Tasks for this exercise.
(a) According to the passage on grinders and biohacking, in what year did Amal Graafstra found the biotech startup company Dangerous Things?
(b) Write out the part of the passage on grinders and biohacking from "Notable persons[edit]" to "wearable computing technologies.", unchanged.
━━━ Passage
According to, "Grinders are passionate individuals who believe the tools and knowledge of science belong to everyone. Grinders practice functional extreme body modification in an effort to improve the human condition. [Grinders] hack [them]selves with electronic hardware to extend and improve human capacities. Grinders believe in action, [thei]r bodies the experiment."[4]

"Biohacking" can also refer to managing one's own biology using a combination of medical, nutritional and electronic techniques. This may include the use of nootropics, non-toxic substances, and/or cybernetic devices for recording biometric data (as in the Quantified Self movement).[10]


1984 - The 1984 Novel Neuromancer by William Gibson is often attributed as the cause in the rise of transhumanism culture popularity in modern times, and for coining terminology and ideas that form the basis of modern Cyberpunk and body hacking culture.[11]


Grinders largely identify with transhumanist and biopunk ideologies.[7][12] Transhumanism is the belief that it is both possible and desirable to so fundamentally alter the human condition through the use of technologies as to inaugurate a superior post-human being.[13][14][15] Kara Platoni categorizes such technological modifications as "hard" biohacking, noting the desire to expand the boundaries of human perception and even create "new senses".[16][17]

Biopunk is a techno-progressive cultural and intellectual movement which advocates open access to genetic information and espouses the liberating potential of truly democratic technological development.[18][19] Like other punk movements, Biopunk encourages the DIY ethic.[12][20] "Grinders" adhere to an anarchist strain of biopunk that emphasizes non-hierarchical science and DIY.[citation needed]

Cyborgs and cyborg theory strongly influence techno-progressivism and transhumanism and are thus influential to both the DIY-bio movement and grinder movement in general.[21] Some biohackers such as Grinders and the British professor of cybernetics Kevin Warwick actively design and implement technologies which are integrated directly into the organic body.[3] Examples of this include DIY magnetic fingertip implants, which allows the cyborg to feel the electromagnetic pull of nearby objects in their fingers, or Warwick’s "Project Cyborg".[22][23][24] Cyborg theory was kickstarted in 1985 with the publication of Donna Haraway’s influential "Cyborg Manifesto" but can be traced back all the way to Manfred Clynes and Nathan Klines’ 1960 article, "Cyborgs and Space".[25] This body of theory criticizes the rigidity of ontological boundaries and attempts to denaturalize artificial dichotomies.[21]

Notable persons[edit]

  • Kevin Warwick is a British scientist and professor of cybernetics who has been instrumental in advancing and popularizing cyborg technology and biohacking through his self-experiments.[26][27]
  • Steve Mann is a professor of electrical and computer engineering who has dedicated his career to inventing, implementing, and researching cyborg technologies, in particular, wearable computing technologies.
  • Amal Graafstra is known for implanting an RFID chip in 2005 and developing human-friendly chips including the first ever implantable NFC chip.[28] In 2013, he founded the biotech startup company Dangerous Things.[29] He is also the author of RFID Toys[30] and speaker on biohacking topics including a TEDx[31] talk. He has also built a smartgun which is activated by his implants.[32] He has also created an implantable cryptographic processor called VivoKey[33] for personal identity and cryptography applications.
━━━━━━
━━━ Information
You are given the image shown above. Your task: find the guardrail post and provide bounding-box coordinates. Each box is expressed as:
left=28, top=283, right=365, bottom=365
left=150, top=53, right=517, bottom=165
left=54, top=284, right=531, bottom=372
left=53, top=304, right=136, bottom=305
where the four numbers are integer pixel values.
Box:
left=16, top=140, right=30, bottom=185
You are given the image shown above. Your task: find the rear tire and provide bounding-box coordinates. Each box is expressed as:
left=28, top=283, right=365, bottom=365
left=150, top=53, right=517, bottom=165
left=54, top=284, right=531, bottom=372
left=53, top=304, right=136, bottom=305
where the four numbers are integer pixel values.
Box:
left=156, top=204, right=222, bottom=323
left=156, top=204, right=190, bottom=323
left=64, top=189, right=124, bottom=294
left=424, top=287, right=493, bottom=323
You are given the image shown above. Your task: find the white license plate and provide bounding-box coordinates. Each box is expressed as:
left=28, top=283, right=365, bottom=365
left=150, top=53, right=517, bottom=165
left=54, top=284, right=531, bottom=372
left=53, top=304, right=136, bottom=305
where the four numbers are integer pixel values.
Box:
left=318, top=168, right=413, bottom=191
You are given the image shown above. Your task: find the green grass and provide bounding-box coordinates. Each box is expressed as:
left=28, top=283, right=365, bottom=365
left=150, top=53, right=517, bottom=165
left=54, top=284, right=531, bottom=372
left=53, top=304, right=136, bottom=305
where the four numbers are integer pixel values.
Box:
━━━━━━
Task solutions.
(a) 2013

(b)
Notable persons[edit]

  • Kevin Warwick is a British scientist and professor of cybernetics who has been instrumental in advancing and popularizing cyborg technology and biohacking through his self-experiments.[26][27]
  • Steve Mann is a professor of electrical and computer engineering who has dedicated his career to inventing, implementing, and researching cyborg technologies, in particular, wearable computing technologies.